EXERCISE BRIEF: Each entry needs to be retyped exactly, with nothing added or dropped.

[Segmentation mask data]
+ + + + + + +
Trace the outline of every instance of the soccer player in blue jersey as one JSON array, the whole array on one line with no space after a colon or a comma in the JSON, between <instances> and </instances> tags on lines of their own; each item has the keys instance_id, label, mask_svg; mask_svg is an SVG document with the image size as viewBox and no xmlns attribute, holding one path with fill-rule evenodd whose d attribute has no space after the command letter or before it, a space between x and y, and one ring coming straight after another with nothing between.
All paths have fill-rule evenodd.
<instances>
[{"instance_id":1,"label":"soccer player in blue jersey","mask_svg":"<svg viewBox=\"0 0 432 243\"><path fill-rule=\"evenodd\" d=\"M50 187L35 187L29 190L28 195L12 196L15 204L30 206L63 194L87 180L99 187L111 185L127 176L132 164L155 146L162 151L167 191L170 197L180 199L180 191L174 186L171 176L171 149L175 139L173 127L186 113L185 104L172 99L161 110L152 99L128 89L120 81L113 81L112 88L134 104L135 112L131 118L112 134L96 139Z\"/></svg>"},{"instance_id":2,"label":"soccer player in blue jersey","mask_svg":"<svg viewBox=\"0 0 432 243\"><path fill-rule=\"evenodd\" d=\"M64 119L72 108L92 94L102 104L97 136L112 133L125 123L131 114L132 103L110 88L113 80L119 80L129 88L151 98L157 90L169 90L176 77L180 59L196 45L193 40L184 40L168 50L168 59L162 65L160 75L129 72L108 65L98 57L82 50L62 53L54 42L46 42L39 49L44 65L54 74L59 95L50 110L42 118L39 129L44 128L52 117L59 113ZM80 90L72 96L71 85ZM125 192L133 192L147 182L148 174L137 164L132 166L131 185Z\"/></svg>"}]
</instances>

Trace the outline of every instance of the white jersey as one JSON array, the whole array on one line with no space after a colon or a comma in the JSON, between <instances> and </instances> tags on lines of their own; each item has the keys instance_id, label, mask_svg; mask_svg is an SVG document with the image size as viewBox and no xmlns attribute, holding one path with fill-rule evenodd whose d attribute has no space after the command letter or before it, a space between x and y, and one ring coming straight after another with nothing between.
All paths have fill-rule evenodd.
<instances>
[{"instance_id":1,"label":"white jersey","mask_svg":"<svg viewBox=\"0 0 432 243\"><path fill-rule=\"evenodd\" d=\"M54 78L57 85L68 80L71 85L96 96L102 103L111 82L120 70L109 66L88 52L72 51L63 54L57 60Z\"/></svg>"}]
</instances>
+ + + + + + +
ANSWER TO THE EXERCISE:
Trace the outline of every instance of the soccer player in blue jersey as one JSON array, the whole array on one line with no space after a colon or a comma in the JSON, between <instances> and </instances> tags on lines of their own; each item has the keys instance_id, label, mask_svg; mask_svg is an SVG document with the image size as viewBox and no xmlns attribute, holding one path with fill-rule evenodd whose d attribute has no space after the command letter or before it, a space between x and y, and one ring coming straight after another with nothing between.
All paths have fill-rule evenodd.
<instances>
[{"instance_id":1,"label":"soccer player in blue jersey","mask_svg":"<svg viewBox=\"0 0 432 243\"><path fill-rule=\"evenodd\" d=\"M50 187L35 187L29 190L28 195L12 196L15 204L30 206L63 194L87 180L99 187L111 185L127 176L132 164L155 146L162 151L167 191L170 197L180 199L180 191L174 186L171 176L171 149L175 139L173 127L186 113L185 104L172 99L161 110L152 99L128 89L120 81L113 81L112 88L134 104L135 112L131 118L112 134L96 139Z\"/></svg>"},{"instance_id":2,"label":"soccer player in blue jersey","mask_svg":"<svg viewBox=\"0 0 432 243\"><path fill-rule=\"evenodd\" d=\"M64 119L72 108L92 94L102 104L97 136L112 133L125 123L131 114L132 103L110 88L113 80L119 80L129 88L151 98L157 90L169 90L176 77L180 59L196 45L193 40L184 40L168 50L168 59L162 65L160 75L129 72L108 65L98 57L82 50L62 53L54 42L46 42L39 49L44 65L54 74L59 95L50 110L42 118L39 129L44 128L52 117L59 113ZM80 90L72 96L71 85ZM125 192L133 192L147 182L148 174L137 164L132 166L131 185Z\"/></svg>"}]
</instances>

Trace the outline of every instance of the white jersey as one JSON array, the whole array on one line with no space after a colon or a comma in the JSON, between <instances> and </instances> tags on lines of their own; each item has the keys instance_id, label, mask_svg; mask_svg is an SVG document with the image size as viewBox and no xmlns attribute, holding one path with fill-rule evenodd whose d attribute has no space after the command letter or before it, a space between x and y, and one ring coming straight after another with nothing between.
All paths have fill-rule evenodd.
<instances>
[{"instance_id":1,"label":"white jersey","mask_svg":"<svg viewBox=\"0 0 432 243\"><path fill-rule=\"evenodd\" d=\"M54 78L57 85L68 80L71 85L96 96L102 103L111 82L120 70L109 66L88 52L72 51L63 54L57 60Z\"/></svg>"}]
</instances>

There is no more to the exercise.